→ Task requirements
Rewrite the material from the line with "Point to the sheep." up to and including the line with "x=100, y=414", keeping every line in order with the requests unchanged. Add 28 to each x and y coordinate value in the answers.

━━━ Extracted records ━━━

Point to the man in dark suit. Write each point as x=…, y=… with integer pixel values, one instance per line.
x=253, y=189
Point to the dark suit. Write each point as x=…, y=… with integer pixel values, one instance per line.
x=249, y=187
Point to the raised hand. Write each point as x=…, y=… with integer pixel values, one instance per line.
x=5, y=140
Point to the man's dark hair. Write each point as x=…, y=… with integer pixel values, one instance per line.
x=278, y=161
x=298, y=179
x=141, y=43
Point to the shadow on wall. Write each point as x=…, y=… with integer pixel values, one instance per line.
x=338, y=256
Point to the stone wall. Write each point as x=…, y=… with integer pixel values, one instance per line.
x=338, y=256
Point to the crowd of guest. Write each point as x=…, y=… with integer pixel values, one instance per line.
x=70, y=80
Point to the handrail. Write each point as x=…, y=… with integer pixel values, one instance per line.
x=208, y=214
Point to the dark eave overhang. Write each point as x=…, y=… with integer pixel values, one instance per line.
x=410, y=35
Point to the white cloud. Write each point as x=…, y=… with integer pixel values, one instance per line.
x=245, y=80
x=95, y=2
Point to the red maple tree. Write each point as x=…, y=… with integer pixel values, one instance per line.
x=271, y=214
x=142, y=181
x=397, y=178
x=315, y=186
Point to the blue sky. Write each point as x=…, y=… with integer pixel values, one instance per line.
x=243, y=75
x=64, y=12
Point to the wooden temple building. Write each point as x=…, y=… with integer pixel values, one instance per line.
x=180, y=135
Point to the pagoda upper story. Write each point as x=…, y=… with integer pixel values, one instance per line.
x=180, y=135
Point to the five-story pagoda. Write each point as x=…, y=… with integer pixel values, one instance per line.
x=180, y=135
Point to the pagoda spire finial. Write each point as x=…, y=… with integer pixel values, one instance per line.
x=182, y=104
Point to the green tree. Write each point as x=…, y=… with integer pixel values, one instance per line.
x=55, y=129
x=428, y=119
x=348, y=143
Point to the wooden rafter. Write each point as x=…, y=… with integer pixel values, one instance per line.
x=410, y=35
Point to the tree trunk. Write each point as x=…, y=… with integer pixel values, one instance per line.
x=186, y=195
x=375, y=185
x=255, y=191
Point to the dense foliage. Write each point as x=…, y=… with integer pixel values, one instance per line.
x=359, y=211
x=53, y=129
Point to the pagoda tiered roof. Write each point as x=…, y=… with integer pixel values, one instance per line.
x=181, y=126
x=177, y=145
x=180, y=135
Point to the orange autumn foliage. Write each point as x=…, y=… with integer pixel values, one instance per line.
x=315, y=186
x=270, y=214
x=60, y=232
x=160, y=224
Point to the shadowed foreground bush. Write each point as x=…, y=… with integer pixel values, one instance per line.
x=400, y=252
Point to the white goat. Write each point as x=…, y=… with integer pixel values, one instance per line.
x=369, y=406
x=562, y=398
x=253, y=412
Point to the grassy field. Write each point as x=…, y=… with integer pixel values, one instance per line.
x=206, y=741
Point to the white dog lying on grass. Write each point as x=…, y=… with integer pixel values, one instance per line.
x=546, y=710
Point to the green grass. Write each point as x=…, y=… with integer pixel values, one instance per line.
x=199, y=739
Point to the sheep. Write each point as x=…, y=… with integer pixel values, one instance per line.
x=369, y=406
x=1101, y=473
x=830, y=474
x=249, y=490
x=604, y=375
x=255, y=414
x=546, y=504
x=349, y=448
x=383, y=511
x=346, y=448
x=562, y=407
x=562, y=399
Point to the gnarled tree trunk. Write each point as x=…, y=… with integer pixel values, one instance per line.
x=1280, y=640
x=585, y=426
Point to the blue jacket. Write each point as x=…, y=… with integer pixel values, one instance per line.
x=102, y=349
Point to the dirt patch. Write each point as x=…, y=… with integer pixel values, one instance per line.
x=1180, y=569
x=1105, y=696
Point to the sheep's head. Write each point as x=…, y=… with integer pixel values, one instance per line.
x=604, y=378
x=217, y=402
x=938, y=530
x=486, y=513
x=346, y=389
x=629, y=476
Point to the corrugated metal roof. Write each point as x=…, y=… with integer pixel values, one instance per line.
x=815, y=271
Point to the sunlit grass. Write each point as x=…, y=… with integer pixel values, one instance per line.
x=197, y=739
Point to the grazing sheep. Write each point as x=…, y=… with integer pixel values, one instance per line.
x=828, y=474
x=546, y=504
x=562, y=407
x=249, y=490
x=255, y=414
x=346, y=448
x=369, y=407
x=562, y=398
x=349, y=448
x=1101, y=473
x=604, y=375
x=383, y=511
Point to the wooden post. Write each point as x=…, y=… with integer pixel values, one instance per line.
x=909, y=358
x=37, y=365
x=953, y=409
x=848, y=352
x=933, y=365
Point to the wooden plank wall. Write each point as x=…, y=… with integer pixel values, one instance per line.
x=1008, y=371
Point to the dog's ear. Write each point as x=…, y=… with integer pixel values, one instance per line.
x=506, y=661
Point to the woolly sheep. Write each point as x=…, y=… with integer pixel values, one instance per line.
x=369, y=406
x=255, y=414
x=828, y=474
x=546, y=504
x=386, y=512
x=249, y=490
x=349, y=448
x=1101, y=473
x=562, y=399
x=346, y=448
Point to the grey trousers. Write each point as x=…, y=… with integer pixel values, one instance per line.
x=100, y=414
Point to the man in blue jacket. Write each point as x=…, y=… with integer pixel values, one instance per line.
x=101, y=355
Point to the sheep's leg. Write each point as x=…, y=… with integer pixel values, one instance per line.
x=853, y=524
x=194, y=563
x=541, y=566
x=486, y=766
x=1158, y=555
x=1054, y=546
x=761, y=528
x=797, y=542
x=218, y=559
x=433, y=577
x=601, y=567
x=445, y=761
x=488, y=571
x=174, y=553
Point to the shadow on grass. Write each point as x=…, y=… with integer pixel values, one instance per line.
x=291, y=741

━━━

→ Solution for this task
Point to the sheep. Write each point as x=…, y=… with integer pixel values, one instance per line.
x=397, y=434
x=1129, y=501
x=858, y=502
x=277, y=518
x=632, y=403
x=283, y=442
x=574, y=532
x=377, y=476
x=411, y=539
x=374, y=476
x=590, y=435
x=590, y=427
Point to the gnarled tree trunk. Write each point as x=…, y=… with integer pixel values, one instance per line.
x=1308, y=668
x=613, y=454
Point to the blue jacket. Write each point as x=…, y=… with integer pixel values, one instance per line.
x=130, y=377
Point to the dirt patch. Write each point as x=…, y=… with integer pixel values, one instance per line.
x=1208, y=597
x=1133, y=724
Point to the sheep's head. Write each point as x=…, y=… with integer pixel values, one instance per line.
x=632, y=406
x=245, y=430
x=966, y=558
x=514, y=541
x=374, y=417
x=657, y=504
Point to the corrugated metal roof. Write each point as x=…, y=… with integer pixel values, one instance per line.
x=843, y=299
Point to the sunlit grass. Write each point as x=…, y=… with integer pixel values, one instance per line.
x=225, y=767
Point to the grazing sheep. Write each point as x=…, y=… with integer pixel values, one instance per line.
x=856, y=502
x=574, y=532
x=590, y=435
x=277, y=518
x=283, y=442
x=374, y=476
x=397, y=435
x=590, y=426
x=377, y=476
x=1129, y=501
x=632, y=403
x=411, y=539
Point to the wooden post. Write each point as x=…, y=… with integer pixel values, one instance per line.
x=937, y=386
x=65, y=393
x=981, y=437
x=876, y=380
x=961, y=393
Point to the wooden plank wall. Write each point as x=…, y=… with integer pixel values, one instance per line.
x=1036, y=399
Point to the dog's ear. Write each point as x=…, y=… with integer pixel values, one instance per line.
x=534, y=689
Point to the woolly sheep. Write each point as x=…, y=… with integer pixel values, one instance per line.
x=397, y=434
x=283, y=442
x=856, y=502
x=574, y=532
x=414, y=540
x=277, y=518
x=377, y=476
x=1129, y=501
x=590, y=427
x=374, y=476
Point to the grey trousers. Write each point as x=…, y=… with integer pixel values, one instance per line.
x=128, y=442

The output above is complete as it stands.